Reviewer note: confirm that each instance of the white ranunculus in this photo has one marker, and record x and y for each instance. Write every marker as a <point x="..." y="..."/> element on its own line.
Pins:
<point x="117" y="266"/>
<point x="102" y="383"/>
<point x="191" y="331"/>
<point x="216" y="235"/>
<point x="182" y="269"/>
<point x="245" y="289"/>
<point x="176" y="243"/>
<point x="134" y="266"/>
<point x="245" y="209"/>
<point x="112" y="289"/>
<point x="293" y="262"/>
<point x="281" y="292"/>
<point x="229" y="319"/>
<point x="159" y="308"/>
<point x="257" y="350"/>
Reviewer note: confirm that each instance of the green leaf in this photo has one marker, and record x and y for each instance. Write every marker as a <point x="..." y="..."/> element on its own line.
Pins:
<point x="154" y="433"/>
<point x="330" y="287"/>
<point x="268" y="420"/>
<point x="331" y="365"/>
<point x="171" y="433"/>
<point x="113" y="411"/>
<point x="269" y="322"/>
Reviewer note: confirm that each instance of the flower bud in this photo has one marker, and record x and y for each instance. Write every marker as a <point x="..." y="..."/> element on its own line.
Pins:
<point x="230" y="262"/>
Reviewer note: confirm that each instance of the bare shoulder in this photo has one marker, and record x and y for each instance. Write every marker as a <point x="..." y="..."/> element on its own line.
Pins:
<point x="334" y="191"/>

#####

■ **Exercise brief**: In full and exactly as written, reproduce the records above.

■ **Response**:
Reviewer note: confirm that each instance of the white ranunculus in this photo has one marker, and record x and y for each instance. Write every marker as a <point x="..." y="..."/> element on its own line.
Pins:
<point x="117" y="266"/>
<point x="102" y="383"/>
<point x="191" y="331"/>
<point x="216" y="235"/>
<point x="182" y="269"/>
<point x="245" y="289"/>
<point x="176" y="243"/>
<point x="134" y="266"/>
<point x="245" y="209"/>
<point x="112" y="289"/>
<point x="293" y="262"/>
<point x="281" y="292"/>
<point x="229" y="319"/>
<point x="159" y="308"/>
<point x="257" y="350"/>
Reviewer note: confirm that each instance of the green leaf in this photo has one marker, and record x and y for each instance. Write every marker as a <point x="..." y="..."/> element on its own line.
Pins:
<point x="154" y="433"/>
<point x="330" y="287"/>
<point x="268" y="420"/>
<point x="331" y="365"/>
<point x="171" y="433"/>
<point x="113" y="411"/>
<point x="269" y="322"/>
Reviewer note: confirm that each instance of the flower bud in this photo has one marker, and record x and y for each instance. Write every marker as a <point x="..." y="..."/> element on its own line.
Pins:
<point x="230" y="262"/>
Reviewer note: confirm that each instance of the bare shoulder in this photo has one marker, and record x and y for each instance. Write every marker as a <point x="..." y="..."/> element on its own line.
Pins:
<point x="334" y="191"/>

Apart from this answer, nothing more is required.